***** Record set *****

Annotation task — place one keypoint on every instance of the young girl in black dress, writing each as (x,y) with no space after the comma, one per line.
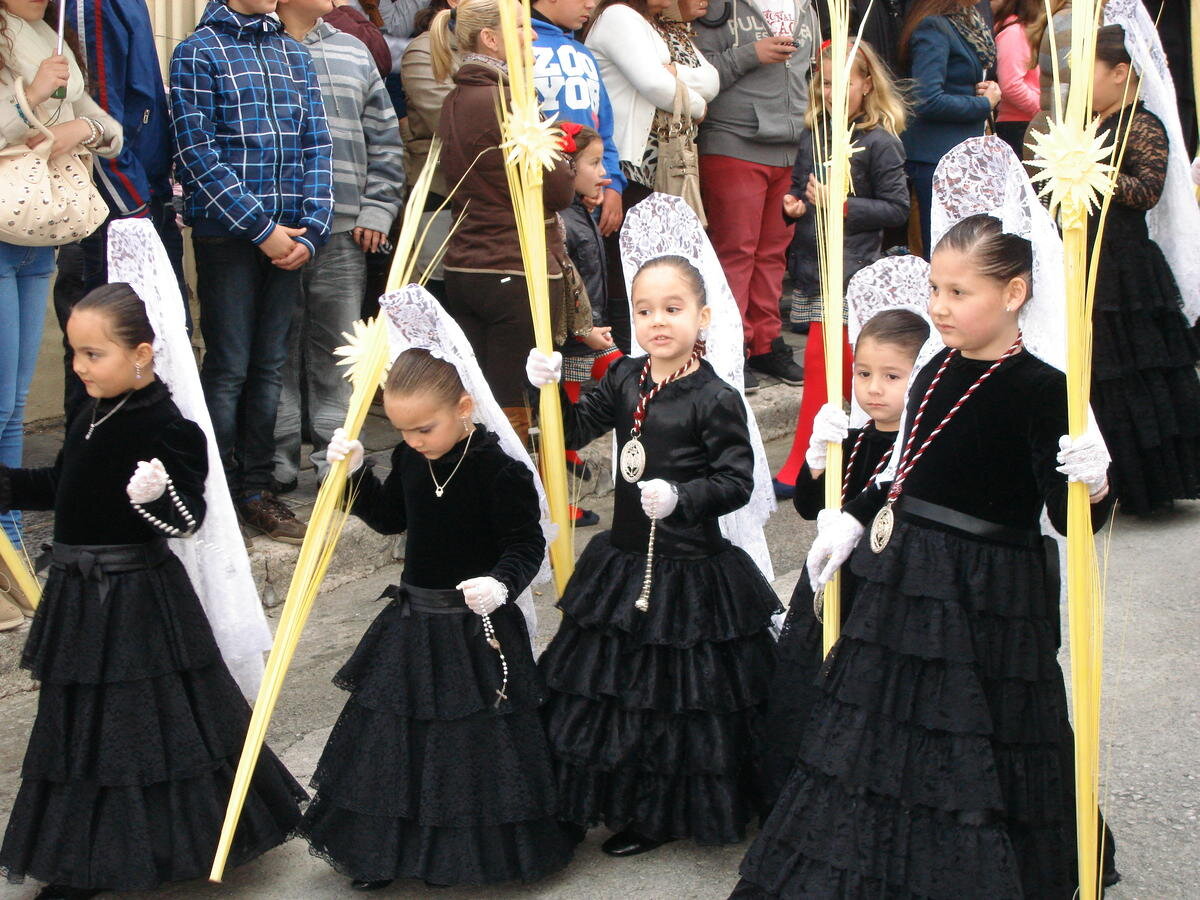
(657,699)
(937,761)
(139,724)
(438,767)
(1146,394)
(885,354)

*****

**Goal:** Repeat the data above line for line without altering a single character, and leave the pictures out.

**Final answer:**
Annotation task — place one keypoint on every instance of the young girl in black dress, writing each as (x,y) with no space after the comma, one per line.
(657,699)
(937,761)
(139,724)
(438,767)
(1146,394)
(885,354)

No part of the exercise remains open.